→ Задание:
Посчитайте строки в записях ниже, где встречается слово «dark». В ответе укажите только число.

Фрагменты наборов данных с разметкой рамками:
□ □ □ □
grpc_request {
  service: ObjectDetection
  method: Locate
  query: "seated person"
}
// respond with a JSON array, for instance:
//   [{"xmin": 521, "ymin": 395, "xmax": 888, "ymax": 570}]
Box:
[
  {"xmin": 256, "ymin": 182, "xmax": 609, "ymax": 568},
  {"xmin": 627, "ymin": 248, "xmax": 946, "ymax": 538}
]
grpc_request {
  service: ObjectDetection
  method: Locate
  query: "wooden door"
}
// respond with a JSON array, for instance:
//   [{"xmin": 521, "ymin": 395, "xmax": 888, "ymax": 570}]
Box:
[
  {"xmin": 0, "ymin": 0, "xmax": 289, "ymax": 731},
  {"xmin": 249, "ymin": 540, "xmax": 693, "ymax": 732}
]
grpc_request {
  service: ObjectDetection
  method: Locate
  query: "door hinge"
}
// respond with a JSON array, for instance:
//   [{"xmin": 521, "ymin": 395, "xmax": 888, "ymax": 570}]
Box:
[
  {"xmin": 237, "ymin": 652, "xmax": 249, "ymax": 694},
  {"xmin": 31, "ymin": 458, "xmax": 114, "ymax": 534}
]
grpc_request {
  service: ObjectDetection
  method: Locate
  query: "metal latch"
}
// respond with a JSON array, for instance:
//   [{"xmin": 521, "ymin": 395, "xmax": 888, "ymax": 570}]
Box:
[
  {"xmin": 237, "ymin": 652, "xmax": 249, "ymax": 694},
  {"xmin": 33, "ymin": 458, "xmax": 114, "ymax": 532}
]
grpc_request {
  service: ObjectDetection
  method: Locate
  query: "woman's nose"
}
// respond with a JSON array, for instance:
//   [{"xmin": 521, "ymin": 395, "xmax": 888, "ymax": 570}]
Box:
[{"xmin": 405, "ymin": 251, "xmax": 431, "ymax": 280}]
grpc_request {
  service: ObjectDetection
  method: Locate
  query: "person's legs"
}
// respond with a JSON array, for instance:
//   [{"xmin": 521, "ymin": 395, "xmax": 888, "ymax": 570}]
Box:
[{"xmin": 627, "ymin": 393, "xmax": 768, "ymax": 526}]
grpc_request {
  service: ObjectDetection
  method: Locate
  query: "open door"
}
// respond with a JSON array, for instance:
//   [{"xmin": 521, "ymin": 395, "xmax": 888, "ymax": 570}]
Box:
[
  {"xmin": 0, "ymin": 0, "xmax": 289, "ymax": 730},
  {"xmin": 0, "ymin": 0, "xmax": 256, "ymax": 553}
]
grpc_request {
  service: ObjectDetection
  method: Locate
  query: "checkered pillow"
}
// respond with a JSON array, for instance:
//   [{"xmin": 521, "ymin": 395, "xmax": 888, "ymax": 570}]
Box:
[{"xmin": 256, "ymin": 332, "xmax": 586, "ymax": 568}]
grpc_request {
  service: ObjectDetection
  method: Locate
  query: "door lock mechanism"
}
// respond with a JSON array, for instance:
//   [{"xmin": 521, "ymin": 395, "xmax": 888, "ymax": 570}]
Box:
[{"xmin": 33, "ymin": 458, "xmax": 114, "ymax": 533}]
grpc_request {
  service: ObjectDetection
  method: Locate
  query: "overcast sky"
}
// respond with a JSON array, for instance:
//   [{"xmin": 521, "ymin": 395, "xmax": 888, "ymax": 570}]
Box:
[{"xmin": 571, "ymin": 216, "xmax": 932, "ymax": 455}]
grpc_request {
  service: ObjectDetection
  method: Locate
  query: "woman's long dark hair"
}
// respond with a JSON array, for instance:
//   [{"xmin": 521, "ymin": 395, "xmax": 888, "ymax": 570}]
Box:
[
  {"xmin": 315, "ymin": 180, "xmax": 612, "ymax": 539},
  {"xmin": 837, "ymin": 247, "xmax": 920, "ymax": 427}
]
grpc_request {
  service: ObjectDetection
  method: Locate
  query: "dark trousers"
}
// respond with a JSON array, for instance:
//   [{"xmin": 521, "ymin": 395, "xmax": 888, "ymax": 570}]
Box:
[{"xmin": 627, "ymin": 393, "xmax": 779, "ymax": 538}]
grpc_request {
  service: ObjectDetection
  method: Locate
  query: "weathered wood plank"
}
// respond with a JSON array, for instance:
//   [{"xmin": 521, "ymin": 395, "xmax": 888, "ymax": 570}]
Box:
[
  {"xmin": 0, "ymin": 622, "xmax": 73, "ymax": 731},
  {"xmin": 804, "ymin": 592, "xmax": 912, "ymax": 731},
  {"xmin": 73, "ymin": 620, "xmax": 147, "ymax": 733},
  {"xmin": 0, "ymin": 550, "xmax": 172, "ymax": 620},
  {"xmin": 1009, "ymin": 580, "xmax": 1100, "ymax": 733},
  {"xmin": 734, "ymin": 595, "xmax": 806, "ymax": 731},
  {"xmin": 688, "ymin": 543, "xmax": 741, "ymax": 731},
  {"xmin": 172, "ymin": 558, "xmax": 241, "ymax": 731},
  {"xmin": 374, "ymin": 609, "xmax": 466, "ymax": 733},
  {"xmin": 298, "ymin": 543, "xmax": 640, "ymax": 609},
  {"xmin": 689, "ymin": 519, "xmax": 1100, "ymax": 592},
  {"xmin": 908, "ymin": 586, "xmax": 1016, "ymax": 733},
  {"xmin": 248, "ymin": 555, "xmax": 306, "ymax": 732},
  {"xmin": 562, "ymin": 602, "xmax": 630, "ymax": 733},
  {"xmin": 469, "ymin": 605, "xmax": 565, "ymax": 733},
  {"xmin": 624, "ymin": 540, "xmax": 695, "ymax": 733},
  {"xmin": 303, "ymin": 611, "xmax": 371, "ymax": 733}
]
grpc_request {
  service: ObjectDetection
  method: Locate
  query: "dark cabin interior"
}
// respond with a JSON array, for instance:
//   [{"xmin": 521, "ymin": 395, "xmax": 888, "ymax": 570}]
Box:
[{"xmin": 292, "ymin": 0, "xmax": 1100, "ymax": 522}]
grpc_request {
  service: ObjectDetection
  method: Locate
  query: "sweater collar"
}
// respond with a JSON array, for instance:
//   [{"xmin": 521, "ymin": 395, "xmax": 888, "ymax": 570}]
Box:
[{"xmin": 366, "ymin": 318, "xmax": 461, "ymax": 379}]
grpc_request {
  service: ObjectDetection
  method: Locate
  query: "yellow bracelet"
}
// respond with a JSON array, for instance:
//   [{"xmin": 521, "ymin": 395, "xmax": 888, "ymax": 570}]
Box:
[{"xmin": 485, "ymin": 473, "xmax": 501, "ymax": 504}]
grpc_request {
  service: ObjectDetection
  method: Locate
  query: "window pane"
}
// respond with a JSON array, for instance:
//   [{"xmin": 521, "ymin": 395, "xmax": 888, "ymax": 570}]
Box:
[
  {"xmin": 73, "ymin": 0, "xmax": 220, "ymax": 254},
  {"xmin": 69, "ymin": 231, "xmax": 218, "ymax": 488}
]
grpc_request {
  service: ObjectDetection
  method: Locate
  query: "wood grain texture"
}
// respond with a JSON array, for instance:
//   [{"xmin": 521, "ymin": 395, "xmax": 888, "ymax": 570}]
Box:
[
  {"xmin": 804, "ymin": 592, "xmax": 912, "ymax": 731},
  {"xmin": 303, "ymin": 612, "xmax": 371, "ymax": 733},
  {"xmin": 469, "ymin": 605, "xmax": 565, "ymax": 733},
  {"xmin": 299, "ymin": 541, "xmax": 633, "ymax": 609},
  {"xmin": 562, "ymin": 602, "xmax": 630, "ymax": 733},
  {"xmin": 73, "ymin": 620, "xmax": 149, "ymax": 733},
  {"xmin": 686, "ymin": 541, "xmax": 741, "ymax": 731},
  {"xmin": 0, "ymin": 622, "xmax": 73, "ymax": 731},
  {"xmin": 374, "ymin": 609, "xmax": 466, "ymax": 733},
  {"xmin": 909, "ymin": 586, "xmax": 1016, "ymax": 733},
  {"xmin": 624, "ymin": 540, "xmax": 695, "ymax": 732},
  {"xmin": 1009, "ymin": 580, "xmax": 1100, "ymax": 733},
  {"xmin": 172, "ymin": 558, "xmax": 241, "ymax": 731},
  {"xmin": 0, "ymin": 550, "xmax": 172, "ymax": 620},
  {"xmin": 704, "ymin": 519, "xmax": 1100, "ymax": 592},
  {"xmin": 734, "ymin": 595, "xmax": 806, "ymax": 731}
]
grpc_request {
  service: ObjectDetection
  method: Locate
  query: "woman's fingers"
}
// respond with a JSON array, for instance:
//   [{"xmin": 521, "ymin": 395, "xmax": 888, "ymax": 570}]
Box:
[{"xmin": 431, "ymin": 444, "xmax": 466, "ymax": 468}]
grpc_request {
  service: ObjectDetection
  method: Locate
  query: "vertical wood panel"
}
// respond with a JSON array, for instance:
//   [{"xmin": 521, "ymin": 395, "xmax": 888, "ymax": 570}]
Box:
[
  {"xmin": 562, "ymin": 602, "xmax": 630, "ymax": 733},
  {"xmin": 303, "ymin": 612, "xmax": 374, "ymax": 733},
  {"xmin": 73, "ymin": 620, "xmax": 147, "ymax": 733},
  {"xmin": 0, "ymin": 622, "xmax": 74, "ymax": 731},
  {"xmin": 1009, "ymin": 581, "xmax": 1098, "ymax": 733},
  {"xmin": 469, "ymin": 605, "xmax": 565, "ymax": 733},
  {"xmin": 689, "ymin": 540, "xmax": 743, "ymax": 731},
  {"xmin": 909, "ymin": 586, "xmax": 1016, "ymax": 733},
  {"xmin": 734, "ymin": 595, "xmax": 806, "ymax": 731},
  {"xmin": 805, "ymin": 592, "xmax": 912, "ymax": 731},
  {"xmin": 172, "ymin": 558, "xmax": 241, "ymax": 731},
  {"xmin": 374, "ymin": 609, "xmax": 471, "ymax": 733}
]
□ □ □ □
→ Решение:
3